Authentic Leadership Development Executive Education

Our new executive education course at Harvard Business School, “Authentic Leadership Development,” which is based on True North, launched in February and was a big success. Check out the participants’ feedback on this link: Several called it “a transformative experience.” 

We have scheduled a second course at HBS on September 25-30, 2011 with the same great faculty: Dean Nitin Nohria, Rob Kaplan, Scott Snook and Joshua Margolis. Hope you can join us. Applications are open at HBS executive education.

 

Leadership skills start with self-awareness

Last week I served as faculty chair for Harvard Business School's new executive course, "Authentic Leadership Development." Sixty-four executives from 60 global companies spent five intense days honing their leadership.

Here's the catch: They concentrated almost entirely on leading themselves, not others.

What does leading yourself have to do with becoming a leader? Everything, actually.

Traditional leadership development programs have missed the mark for years, as they tried to remake leaders into someone different. I had this unfortunate experience numerous times in my career. It was never successful.

_Available data_
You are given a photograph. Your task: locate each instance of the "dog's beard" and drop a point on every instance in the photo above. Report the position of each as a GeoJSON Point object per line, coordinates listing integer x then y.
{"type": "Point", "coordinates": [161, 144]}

_Written exercise 1_
In the text about the leadership course, do the following statements agree with it? Answer yes or no for each and quote the words that decide it.
(a) The second course was set for September 25-30, 2011.
(b) During the course, the executives focused mostly on leading others.
(c) The sixty-four executives came from sixty-four different global companies.
_Written exercise 2_
Write out the leadership course text starting at "Leadership skills start" and ending at "themselves, not others.", swapping "self-awareness" for "self-knowledge".

_Full answer 1_
(a) Yes: "We have scheduled a second course at HBS on September 25-30, 2011"
(b) No: "They concentrated almost entirely on leading themselves, not others."
(c) No: "Sixty-four executives from 60 global companies"

_Full answer 2_
Leadership skills start with self-knowledge

Last week I served as faculty chair for Harvard Business School's new executive course, "Authentic Leadership Development." Sixty-four executives from 60 global companies spent five intense days honing their leadership.

Here's the catch: They concentrated almost entirely on leading themselves, not others.